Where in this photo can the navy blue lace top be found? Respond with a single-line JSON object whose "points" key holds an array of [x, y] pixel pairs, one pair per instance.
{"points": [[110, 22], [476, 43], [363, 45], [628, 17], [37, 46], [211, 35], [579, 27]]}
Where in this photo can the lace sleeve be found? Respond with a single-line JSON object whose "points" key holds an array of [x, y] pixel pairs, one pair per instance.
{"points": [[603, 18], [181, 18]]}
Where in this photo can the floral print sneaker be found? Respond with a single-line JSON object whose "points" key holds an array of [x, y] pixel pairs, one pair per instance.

---

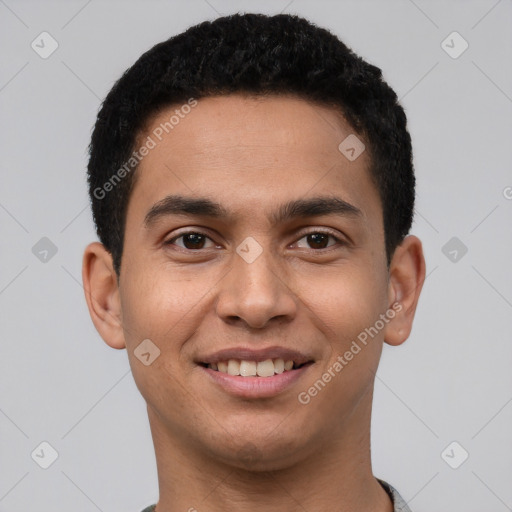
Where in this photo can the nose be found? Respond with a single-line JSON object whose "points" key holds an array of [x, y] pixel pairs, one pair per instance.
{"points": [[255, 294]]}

### PROBLEM DESCRIPTION
Report each line above that contains the string "lace", copying the whole line, and treat uppercase and lowercase as different.

### TASK ANSWER
Where in this photo can the navy blue lace top be found? Respond with a single-line JSON object whose "points" key holds an array of [x, y] pixel pairs, one pair per instance.
Where in this photo can the lace sleeve be found? Respond with a single-line JSON object whose "points" key holds an array of [x, y] pixel pairs, one pair per instance.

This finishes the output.